**Text**:
---+---

[mpich-discuss] Parallel I/O on Lustre: MPI Vs. POSIX

Tue Jun 21 12:47:57 CDT 2011

Maybe there is some synchronization in the close.

Rajeev

On Jun 21, 2011, at 12:38 PM, George Zagaris wrote:

> Hi Rajeev,
> 
> Yes, the previous numbers were with collective MPI I/O.
> Attached is a new figure that includes the non-collective MPI I/O.
> Indeed, these numbers are very close to the POSIX I/O and relatively
> better than buffered I/O on separate files.
> 
> One of the things that is puzzling me is why the close is so expensive?
> 
> Thanks again for all your feedback and help.
> 
> Best,
> George
> 
> On Tue, Jun 21, 2011 at 12:09 PM, Rajeev Thakur <thakur at mcs.anl.gov> wrote:
>> Are you still using the _all versions of the MPI functions? The results with MPI read/write and POSIX read/write should be more or less identical in this example. The problem with writing to separate files is that you have to deal with so many of them and you may need some post processing to use them when you run the program with a different number of processes.
>> 
>> Rajeev
>> 
>> 
>> On Jun 21, 2011, at 11:02 AM, George Zagaris wrote:
>> 
>>> Dear Rajeev,
>>> 
>>> Thank you very much for your feedback.

---+---

Stored dataset entries

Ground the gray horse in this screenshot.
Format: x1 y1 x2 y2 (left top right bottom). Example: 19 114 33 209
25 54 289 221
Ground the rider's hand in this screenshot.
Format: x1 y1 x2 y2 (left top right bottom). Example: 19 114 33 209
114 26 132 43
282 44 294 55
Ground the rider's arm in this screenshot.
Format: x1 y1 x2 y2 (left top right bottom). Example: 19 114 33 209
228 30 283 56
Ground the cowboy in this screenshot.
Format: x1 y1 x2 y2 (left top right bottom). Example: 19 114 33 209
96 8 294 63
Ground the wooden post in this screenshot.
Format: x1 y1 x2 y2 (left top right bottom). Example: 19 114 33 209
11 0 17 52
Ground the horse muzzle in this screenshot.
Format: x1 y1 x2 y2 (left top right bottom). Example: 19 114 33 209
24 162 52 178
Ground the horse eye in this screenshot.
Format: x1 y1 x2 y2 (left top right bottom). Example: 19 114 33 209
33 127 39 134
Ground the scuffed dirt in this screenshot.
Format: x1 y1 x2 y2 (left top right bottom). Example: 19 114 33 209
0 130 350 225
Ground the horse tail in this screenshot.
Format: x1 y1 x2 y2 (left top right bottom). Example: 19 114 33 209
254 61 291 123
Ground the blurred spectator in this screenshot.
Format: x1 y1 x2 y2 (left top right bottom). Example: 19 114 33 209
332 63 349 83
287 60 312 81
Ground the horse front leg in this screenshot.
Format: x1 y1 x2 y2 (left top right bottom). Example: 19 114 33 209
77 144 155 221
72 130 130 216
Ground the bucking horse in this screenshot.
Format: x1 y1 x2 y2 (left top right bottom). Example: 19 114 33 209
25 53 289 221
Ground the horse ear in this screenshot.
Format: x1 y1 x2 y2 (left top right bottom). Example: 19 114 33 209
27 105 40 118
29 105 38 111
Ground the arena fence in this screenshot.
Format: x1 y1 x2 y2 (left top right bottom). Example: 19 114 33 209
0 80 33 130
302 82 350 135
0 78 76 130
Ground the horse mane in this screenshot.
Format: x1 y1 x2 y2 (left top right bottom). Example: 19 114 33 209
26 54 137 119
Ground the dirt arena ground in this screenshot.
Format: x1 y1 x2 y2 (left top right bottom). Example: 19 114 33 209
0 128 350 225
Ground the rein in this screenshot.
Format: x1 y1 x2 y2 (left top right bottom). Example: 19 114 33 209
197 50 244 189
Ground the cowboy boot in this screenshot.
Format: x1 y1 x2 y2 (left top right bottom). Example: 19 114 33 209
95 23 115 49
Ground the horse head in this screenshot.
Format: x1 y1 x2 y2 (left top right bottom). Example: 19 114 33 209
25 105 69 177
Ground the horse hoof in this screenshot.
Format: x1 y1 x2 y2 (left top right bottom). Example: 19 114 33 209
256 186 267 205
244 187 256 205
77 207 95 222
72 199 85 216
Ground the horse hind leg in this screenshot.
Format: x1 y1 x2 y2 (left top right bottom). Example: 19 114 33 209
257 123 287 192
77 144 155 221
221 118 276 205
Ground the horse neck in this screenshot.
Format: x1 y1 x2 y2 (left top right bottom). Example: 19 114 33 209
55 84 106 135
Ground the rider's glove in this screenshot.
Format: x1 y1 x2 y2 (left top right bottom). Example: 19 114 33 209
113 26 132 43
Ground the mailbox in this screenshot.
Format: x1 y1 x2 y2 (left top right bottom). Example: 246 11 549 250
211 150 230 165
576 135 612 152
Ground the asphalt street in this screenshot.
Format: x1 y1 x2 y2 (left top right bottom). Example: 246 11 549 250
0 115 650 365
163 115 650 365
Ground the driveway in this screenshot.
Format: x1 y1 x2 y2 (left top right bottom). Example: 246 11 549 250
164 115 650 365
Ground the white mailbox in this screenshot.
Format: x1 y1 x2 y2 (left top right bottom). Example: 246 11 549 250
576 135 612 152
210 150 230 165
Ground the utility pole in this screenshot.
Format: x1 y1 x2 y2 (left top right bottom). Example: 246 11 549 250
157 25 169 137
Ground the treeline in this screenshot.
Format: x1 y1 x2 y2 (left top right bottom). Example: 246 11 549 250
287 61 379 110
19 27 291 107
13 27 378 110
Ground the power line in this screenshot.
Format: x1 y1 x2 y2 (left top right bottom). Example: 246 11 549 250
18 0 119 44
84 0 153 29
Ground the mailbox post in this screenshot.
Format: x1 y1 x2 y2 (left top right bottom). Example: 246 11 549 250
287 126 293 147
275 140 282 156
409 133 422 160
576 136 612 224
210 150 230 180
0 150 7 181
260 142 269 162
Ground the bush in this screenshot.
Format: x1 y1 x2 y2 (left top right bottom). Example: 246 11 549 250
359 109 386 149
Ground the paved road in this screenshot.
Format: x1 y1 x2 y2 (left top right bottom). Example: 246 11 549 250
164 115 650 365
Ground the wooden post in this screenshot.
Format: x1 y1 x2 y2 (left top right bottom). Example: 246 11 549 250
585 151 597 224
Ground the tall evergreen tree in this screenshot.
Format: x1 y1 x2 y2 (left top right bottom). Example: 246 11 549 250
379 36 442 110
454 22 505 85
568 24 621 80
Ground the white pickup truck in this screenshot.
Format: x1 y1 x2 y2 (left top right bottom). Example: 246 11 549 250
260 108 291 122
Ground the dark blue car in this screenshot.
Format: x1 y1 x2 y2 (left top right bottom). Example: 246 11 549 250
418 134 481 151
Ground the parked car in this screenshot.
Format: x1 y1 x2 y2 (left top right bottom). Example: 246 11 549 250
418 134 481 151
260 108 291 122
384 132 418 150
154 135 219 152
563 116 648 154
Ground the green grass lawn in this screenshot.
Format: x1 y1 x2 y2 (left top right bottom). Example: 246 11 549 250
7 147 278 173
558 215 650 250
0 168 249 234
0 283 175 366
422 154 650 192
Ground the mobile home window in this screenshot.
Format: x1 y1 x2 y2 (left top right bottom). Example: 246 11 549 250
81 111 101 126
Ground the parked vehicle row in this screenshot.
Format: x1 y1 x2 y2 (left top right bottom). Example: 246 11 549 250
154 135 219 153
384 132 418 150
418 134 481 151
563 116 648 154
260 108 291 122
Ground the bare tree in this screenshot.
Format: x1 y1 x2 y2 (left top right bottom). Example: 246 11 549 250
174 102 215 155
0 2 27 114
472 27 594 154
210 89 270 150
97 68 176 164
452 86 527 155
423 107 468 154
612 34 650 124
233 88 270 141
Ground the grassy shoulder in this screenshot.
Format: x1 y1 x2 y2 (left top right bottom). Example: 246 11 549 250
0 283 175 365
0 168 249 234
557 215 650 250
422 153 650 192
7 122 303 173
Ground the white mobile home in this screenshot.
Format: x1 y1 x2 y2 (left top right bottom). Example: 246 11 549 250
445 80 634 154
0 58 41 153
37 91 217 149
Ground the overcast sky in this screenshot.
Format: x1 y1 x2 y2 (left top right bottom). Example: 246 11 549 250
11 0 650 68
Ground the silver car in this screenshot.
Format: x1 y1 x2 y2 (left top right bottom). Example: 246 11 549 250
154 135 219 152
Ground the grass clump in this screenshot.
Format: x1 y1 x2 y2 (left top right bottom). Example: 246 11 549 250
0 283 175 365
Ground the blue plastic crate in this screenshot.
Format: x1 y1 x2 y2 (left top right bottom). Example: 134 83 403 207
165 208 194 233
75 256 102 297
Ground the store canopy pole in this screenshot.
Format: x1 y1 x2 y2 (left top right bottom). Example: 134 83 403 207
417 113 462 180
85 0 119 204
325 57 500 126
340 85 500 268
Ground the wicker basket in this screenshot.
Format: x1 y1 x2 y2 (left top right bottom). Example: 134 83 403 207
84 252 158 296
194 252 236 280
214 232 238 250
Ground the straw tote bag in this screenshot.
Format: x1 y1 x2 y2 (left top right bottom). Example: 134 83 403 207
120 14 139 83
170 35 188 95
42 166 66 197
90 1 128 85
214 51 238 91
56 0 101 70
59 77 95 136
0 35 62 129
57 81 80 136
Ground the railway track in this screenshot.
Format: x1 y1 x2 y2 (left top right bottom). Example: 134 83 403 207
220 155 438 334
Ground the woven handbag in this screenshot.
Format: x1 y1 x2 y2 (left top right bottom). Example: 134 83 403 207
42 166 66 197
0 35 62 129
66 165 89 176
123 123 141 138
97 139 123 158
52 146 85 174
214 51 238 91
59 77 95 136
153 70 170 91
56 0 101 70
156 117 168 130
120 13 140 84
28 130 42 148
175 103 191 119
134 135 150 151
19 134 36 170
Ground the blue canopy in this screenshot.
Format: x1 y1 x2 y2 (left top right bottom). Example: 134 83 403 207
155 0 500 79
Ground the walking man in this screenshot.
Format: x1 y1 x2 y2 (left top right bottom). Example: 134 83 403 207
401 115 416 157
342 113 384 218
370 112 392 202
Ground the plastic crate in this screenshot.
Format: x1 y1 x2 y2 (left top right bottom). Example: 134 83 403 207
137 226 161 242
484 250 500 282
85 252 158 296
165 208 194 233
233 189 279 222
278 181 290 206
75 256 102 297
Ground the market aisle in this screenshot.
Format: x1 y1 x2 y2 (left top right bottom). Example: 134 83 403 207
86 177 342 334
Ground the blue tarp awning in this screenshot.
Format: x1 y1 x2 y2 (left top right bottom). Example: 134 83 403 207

---+---

**The tasks**:
**a)** Print the passage of the thread on parallel I/O that opens with the words containing "On Jun 21, 2011, at 12:38" and closes with "feedback and help.".
**b)** Render the records above as a JSON list of strings, one string per line and blank lines omitted, covering only the part that opens with the first line of the records and closes with the line containing "0 78 76 130", both ends included.

**Solutions to the problems**:
**a)**
On Jun 21, 2011, at 12:38 PM, George Zagaris wrote:

> Hi Rajeev,
> 
> Yes, the previous numbers were with collective MPI I/O.
> Attached is a new figure that includes the non-collective MPI I/O.
> Indeed, these numbers are very close to the POSIX I/O and relatively
> better than buffered I/O on separate files.
> 
> One of the things that is puzzling me is why the close is so expensive?
> 
> Thanks again for all your feedback and help.

**b)**
[
  "Ground the gray horse in this screenshot.",
  "Format: x1 y1 x2 y2 (left top right bottom). Example: 19 114 33 209",
  "25 54 289 221",
  "Ground the rider's hand in this screenshot.",
  "Format: x1 y1 x2 y2 (left top right bottom). Example: 19 114 33 209",
  "114 26 132 43",
  "282 44 294 55",
  "Ground the rider's arm in this screenshot.",
  "Format: x1 y1 x2 y2 (left top right bottom). Example: 19 114 33 209",
  "228 30 283 56",
  "Ground the cowboy in this screenshot.",
  "Format: x1 y1 x2 y2 (left top right bottom). Example: 19 114 33 209",
  "96 8 294 63",
  "Ground the wooden post in this screenshot.",
  "Format: x1 y1 x2 y2 (left top right bottom). Example: 19 114 33 209",
  "11 0 17 52",
  "Ground the horse muzzle in this screenshot.",
  "Format: x1 y1 x2 y2 (left top right bottom). Example: 19 114 33 209",
  "24 162 52 178",
  "Ground the horse eye in this screenshot.",
  "Format: x1 y1 x2 y2 (left top right bottom). Example: 19 114 33 209",
  "33 127 39 134",
  "Ground the scuffed dirt in this screenshot.",
  "Format: x1 y1 x2 y2 (left top right bottom). Example: 19 114 33 209",
  "0 130 350 225",
  "Ground the horse tail in this screenshot.",
  "Format: x1 y1 x2 y2 (left top right bottom). Example: 19 114 33 209",
  "254 61 291 123",
  "Ground the blurred spectator in this screenshot.",
  "Format: x1 y1 x2 y2 (left top right bottom). Example: 19 114 33 209",
  "332 63 349 83",
  "287 60 312 81",
  "Ground the horse front leg in this screenshot.",
  "Format: x1 y1 x2 y2 (left top right bottom). Example: 19 114 33 209",
  "77 144 155 221",
  "72 130 130 216",
  "Ground the bucking horse in this screenshot.",
  "Format: x1 y1 x2 y2 (left top right bottom). Example: 19 114 33 209",
  "25 53 289 221",
  "Ground the horse ear in this screenshot.",
  "Format: x1 y1 x2 y2 (left top right bottom). Example: 19 114 33 209",
  "27 105 40 118",
  "29 105 38 111",
  "Ground the arena fence in this screenshot.",
  "Format: x1 y1 x2 y2 (left top right bottom). Example: 19 114 33 209",
  "0 80 33 130",
  "302 82 350 135",
  "0 78 76 130"
]